Job
Return all entries precisely as they stand, without the images.

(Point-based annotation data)
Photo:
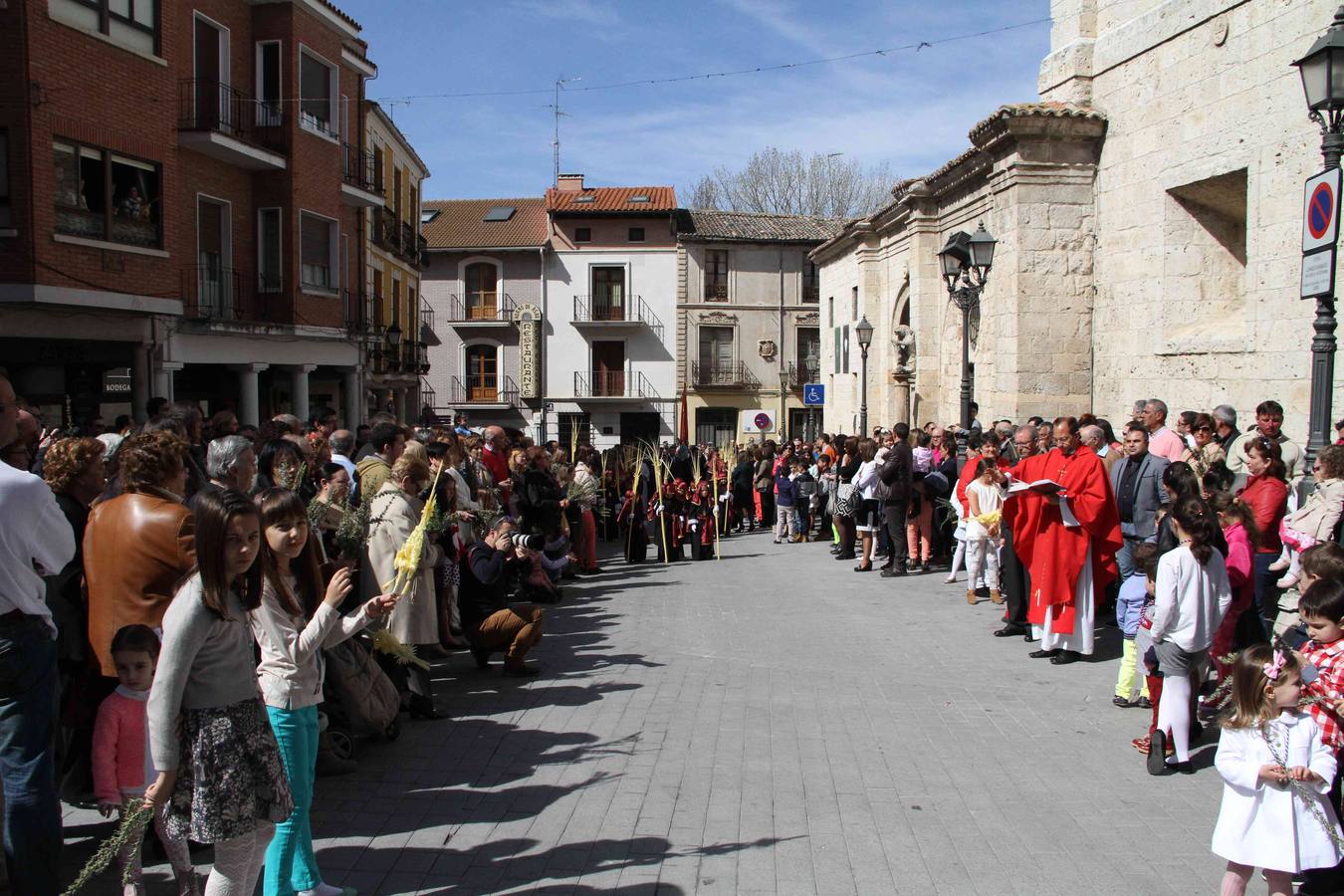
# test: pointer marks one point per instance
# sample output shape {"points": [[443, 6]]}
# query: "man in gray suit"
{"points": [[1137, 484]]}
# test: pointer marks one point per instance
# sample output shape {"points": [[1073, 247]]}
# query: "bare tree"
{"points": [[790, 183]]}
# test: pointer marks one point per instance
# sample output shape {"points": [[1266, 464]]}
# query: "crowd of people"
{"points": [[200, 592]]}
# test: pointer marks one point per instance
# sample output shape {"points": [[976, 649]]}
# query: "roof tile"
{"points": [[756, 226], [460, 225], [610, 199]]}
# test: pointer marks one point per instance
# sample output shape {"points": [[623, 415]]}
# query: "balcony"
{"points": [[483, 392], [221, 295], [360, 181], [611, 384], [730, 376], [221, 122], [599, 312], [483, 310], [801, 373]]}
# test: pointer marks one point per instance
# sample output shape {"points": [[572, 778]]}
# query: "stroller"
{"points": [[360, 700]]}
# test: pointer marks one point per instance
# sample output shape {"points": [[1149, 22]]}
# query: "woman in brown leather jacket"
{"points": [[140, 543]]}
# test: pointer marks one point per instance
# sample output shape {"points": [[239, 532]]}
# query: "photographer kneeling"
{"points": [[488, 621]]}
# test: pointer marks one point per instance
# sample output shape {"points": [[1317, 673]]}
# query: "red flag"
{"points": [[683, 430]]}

Exercise answer
Photo:
# test: pointer marks one point per instance
# sample output shape {"points": [[443, 6]]}
# query: "man in gray suit"
{"points": [[1137, 484]]}
# test: pointer marks one point per instance
# sample output shape {"points": [[1073, 247]]}
# query: "bare tree"
{"points": [[790, 183]]}
# test: pointer marks one point per instance
# sample output shape {"points": [[1266, 464]]}
# query: "crowd of people"
{"points": [[200, 592]]}
# test: pointer marks one point per instance
# sample output shape {"points": [[976, 649]]}
# query: "roof tile"
{"points": [[756, 226], [460, 225], [610, 199]]}
# test: pointer marks one point per instance
# sample output shape {"points": [[623, 415]]}
# query: "balcony"
{"points": [[483, 392], [221, 295], [360, 181], [611, 384], [730, 376], [221, 122], [599, 312], [483, 310], [801, 373]]}
# test: pointer marks one point per instance
# sample output shape {"points": [[572, 778]]}
# query: "stroller"
{"points": [[360, 700]]}
# test: pointer marks one point per instance
# sample output shape {"points": [[1149, 22]]}
# query: "woman in brown leather jacket"
{"points": [[140, 543]]}
# test: pointer marks one point per instance
# sample output shape {"points": [[239, 532]]}
# query: "photographer kneeling"
{"points": [[488, 621]]}
# test: pointer marks one point per instance
# sample output shape {"points": [[1317, 673]]}
# query: "red flag"
{"points": [[683, 430]]}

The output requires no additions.